─── SOURCE DATA
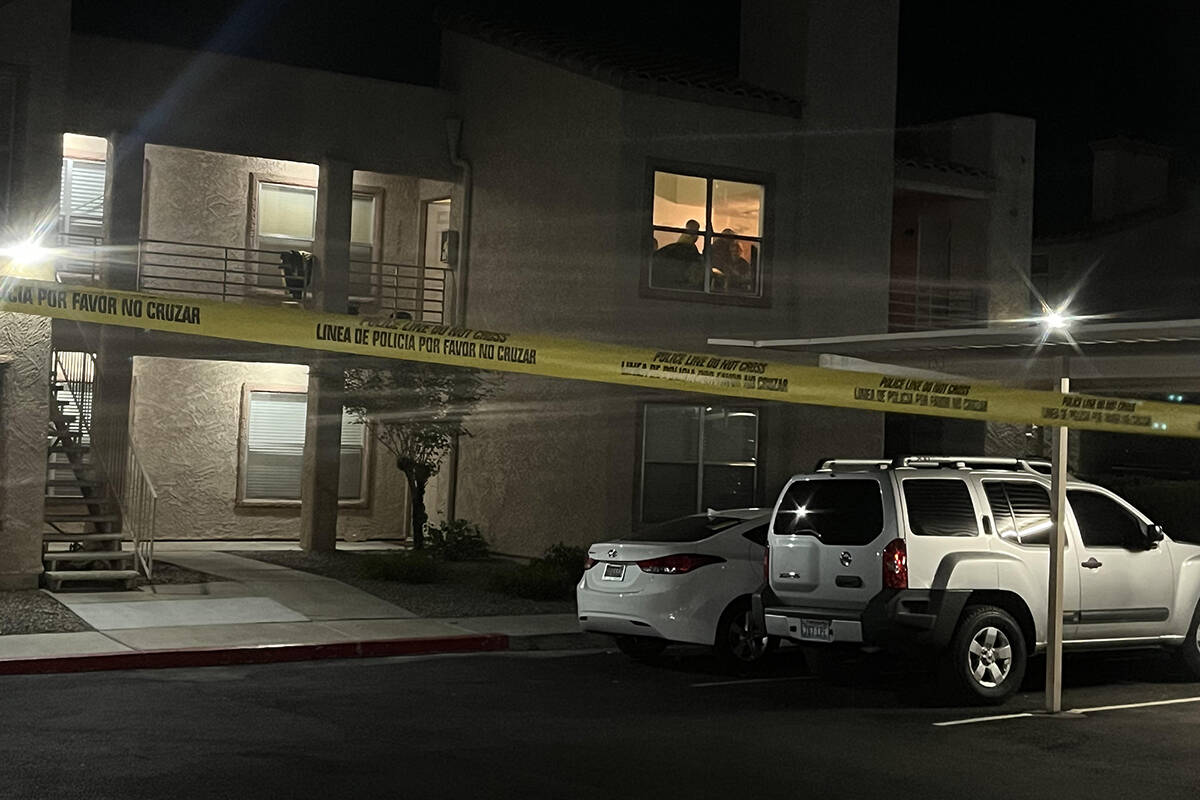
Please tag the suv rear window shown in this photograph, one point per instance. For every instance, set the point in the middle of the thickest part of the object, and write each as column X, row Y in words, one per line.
column 685, row 529
column 940, row 507
column 837, row 512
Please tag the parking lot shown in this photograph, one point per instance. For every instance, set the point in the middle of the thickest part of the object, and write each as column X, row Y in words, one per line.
column 588, row 725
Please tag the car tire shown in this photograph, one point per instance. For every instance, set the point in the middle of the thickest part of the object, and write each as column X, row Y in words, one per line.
column 641, row 647
column 1188, row 654
column 985, row 660
column 735, row 643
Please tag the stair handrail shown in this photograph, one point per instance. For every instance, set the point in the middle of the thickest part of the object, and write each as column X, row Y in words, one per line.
column 137, row 498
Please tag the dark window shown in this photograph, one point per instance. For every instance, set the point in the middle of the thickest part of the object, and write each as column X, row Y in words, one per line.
column 940, row 507
column 1103, row 522
column 1020, row 511
column 685, row 529
column 697, row 457
column 837, row 512
column 757, row 535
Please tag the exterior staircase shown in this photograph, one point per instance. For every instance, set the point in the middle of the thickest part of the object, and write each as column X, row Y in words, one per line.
column 82, row 543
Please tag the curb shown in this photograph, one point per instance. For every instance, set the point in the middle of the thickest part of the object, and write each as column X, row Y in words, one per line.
column 258, row 654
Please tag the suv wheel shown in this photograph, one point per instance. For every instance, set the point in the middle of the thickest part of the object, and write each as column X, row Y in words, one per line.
column 1188, row 655
column 736, row 642
column 987, row 656
column 641, row 647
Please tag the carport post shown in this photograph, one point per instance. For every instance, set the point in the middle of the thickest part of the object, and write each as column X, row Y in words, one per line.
column 1057, row 541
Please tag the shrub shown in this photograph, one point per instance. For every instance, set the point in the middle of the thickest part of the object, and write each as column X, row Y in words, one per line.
column 402, row 567
column 456, row 540
column 551, row 577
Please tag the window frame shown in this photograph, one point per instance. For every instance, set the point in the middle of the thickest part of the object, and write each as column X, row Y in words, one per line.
column 640, row 488
column 1144, row 522
column 363, row 501
column 269, row 282
column 709, row 173
column 971, row 498
column 1008, row 503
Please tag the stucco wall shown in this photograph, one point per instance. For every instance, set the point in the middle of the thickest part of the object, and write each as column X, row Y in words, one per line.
column 558, row 226
column 186, row 426
column 24, row 397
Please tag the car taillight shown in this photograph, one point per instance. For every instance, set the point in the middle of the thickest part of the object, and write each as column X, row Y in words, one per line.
column 677, row 564
column 895, row 565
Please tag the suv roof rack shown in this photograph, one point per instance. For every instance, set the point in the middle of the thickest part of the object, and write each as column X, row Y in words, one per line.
column 1036, row 465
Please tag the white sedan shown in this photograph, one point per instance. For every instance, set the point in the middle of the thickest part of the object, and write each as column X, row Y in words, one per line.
column 688, row 579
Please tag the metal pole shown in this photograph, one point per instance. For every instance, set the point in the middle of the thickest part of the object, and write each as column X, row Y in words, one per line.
column 1057, row 541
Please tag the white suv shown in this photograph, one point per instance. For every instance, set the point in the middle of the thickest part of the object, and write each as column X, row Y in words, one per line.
column 951, row 554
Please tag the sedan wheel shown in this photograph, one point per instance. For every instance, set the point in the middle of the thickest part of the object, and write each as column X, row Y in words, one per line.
column 737, row 643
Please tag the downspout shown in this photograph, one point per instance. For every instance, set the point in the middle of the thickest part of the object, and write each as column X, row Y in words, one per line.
column 454, row 139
──────
**WHAT YOU HAVE TO DO**.
Copy every record exactly, but skip the pictures.

**RESPONSE TO THE TASK**.
Please tag the suv rear window shown in this photograph, one point per instance. For every instance, set the point in the middle of the thickest part of the object, and write each as column X, row Y in words, one per line.
column 685, row 529
column 940, row 507
column 837, row 512
Please tag the parking lot shown in this photograph, one point per instance. For every instance, set the point in the middle of the thickest part of the object, and write each as column X, row Y in words, one per line.
column 588, row 725
Please tag the car tire shown in this photograph, one point per instance. For every instance, set the point in the middle of the thickest part of the object, and write each as column X, row Y in words, one per line.
column 641, row 647
column 1188, row 654
column 985, row 660
column 735, row 643
Please tag the stair handrail shown in this photograph, one point per instance. For every instance, set the point in the middle of the thickest part of the object, and write each as column X, row Y in words, one per line.
column 137, row 498
Please tag the dark window shown in this photograph, one point per instance. For every instance, set the point in the middle of the thickest part of the object, and write each as column X, row Y in words, one per line.
column 940, row 507
column 1103, row 522
column 1020, row 511
column 685, row 529
column 697, row 457
column 837, row 512
column 757, row 535
Please tag the exterior staircase shown in this photograph, one point per instance. For every instance, set the point in the middle of the thickest part of the object, and write each as column X, row Y in words, one per line.
column 82, row 543
Please tag the curb shown in this photograph, one point per instance. For every instance, set the point in the middle of the thickest part of the object, and write each as column X, row Y in words, one per line.
column 258, row 654
Please tag the suv wheel shown in this photograph, one point per instance. For every instance, set the point in the middle of the thickest part of the object, and write each as column X, row Y in words, one per line.
column 1188, row 655
column 736, row 642
column 987, row 656
column 641, row 647
Please tag the carport post shown in this photograph, one point per instance. For every instance, set the point in the middle of the thickest part of the object, and write each as column X, row Y in words, one per line.
column 1057, row 541
Please tag the shrub shown in this photograph, one point per instance. For every instance, set the point in the middle of the thickest part of the object, and write each as column X, row Y in words, one per line.
column 402, row 567
column 456, row 540
column 551, row 577
Please tag the window frame shown in this photograph, one point per instance. For every instance, set the point in the middle of the thickest part of the object, and write each as column X, row Y in words, one per line.
column 640, row 488
column 1144, row 522
column 363, row 501
column 269, row 282
column 709, row 173
column 971, row 498
column 1008, row 503
Please tag the stucco wall shown in this photograph, one point per instance. For every instance, set the point in the middle of the thickest part of the object, and write each as column X, row Y in words, one per line.
column 558, row 226
column 186, row 426
column 24, row 397
Please tag the car taillight shown in this photograph, one point per instance. For every instance, set the point in the middle of the thickest part of the object, and write each as column X, row Y in words, one per line.
column 677, row 564
column 895, row 565
Please tag the suv roof rack shown in this photograph, one point per instance. For every instance, set the point in the middle of the thickest part of the object, and write each as column X, row Y in words, one per line.
column 1036, row 465
Please tag the white sedan shown in this photograph, one point per instance. For every instance, set the point in the middle of the thickest part of the object, and write each as column X, row Y in words, one per line.
column 688, row 579
Please tag the metal pole shown in this photograph, one point per instance. For every instance, set the point in the middle of the thickest part of the object, and write each as column X, row Y in words, one per line.
column 1057, row 541
Please tag the white suv shown in this photograph, one point per instance. For every instance, set the point in the middle of the thickest part of the object, and write each as column X, row Y in words, one per line.
column 951, row 554
Please tag the sedan wheel shown in this photograph, one point per instance. For every instance, set the point in the middle of the thickest part of the object, and write each as column X, row Y in words, one per line.
column 737, row 643
Please tag the downspout shown in this photograph, one point per instance. For every instance, set the point in the middle of the thickest part of the object, and write each as column X, row Y in words, one per line.
column 454, row 139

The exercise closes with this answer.